*Texte support*:

* * * * * * *

Et si le réchauffement climatique cédait la place à un grand rafraîchissement aux conséquences inattendues?
Christian Authier
Pour avoir dépeint depuis plus de trente ans dans des romans, des récits, des contes ou des chroniques les désastres des temps où nous sommes, Benoît Duteurtre n’a pas échappé au procès de lèse-progressisme, voire pire. Aggravant son cas, l’auteur de Tout doit disparaître et du Voyage en France (prix Médicis 2001) ose invoquer le passé sans forcément l’insulter, comme en témoigne son amour de la Belle Époque. Difficile cependant de caricaturer l’écrivain en réac ronchon ou en imprécateur apocalyptique tant son usage de l’esprit critique, du doute, de la mise en perspective lui épargne les réflexes pavloviens de l’idéologue. S’inscrivant dans une tradition très ancienne, c’est en artiste et en satiriste que Duteurtre croque ses contemporains, les conformismes, les idées folles, l’absurde se drapant dans une pseudo- rationalité.

* * * * * * *

*Matériel fourni*:

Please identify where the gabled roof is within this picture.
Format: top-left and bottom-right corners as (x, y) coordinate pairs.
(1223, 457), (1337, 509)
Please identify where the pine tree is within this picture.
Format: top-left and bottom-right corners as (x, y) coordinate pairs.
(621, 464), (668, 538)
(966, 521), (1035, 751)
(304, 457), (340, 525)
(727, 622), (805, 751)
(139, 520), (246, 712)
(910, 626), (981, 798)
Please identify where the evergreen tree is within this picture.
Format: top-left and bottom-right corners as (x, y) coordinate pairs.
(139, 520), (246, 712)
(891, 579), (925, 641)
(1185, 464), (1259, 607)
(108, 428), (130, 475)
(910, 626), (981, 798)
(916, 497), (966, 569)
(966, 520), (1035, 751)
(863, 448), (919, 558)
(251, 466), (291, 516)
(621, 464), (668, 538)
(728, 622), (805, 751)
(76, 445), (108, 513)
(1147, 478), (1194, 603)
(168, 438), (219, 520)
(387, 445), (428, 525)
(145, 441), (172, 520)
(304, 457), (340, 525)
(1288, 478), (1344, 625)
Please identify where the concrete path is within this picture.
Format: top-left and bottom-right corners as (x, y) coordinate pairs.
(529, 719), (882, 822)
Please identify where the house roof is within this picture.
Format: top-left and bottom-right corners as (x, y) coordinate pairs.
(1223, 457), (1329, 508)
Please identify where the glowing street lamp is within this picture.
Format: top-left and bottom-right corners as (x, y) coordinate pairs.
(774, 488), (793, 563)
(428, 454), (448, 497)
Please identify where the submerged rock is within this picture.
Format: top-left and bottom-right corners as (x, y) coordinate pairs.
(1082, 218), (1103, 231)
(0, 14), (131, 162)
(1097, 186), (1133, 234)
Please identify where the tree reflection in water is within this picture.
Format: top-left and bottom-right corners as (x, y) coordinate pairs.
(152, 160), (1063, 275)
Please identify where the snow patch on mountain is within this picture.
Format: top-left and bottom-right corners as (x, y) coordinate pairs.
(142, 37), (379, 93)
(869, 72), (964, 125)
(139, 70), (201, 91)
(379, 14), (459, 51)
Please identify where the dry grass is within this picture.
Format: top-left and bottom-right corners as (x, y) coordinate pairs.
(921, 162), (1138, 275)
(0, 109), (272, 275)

* * * * * * *

*Énoncé*: Recopiez sans modification tout le passage du texte sur Benoît Duteurtre qui va de « Christian Authier » jusqu'à « une pseudo- rationalité. ».

*Corrigé de l'exercice*:
Christian Authier
Pour avoir dépeint depuis plus de trente ans dans des romans, des récits, des contes ou des chroniques les désastres des temps où nous sommes, Benoît Duteurtre n’a pas échappé au procès de lèse-progressisme, voire pire. Aggravant son cas, l’auteur de Tout doit disparaître et du Voyage en France (prix Médicis 2001) ose invoquer le passé sans forcément l’insulter, comme en témoigne son amour de la Belle Époque. Difficile cependant de caricaturer l’écrivain en réac ronchon ou en imprécateur apocalyptique tant son usage de l’esprit critique, du doute, de la mise en perspective lui épargne les réflexes pavloviens de l’idéologue. S’inscrivant dans une tradition très ancienne, c’est en artiste et en satiriste que Duteurtre croque ses contemporains, les conformismes, les idées folles, l’absurde se drapant dans une pseudo- rationalité.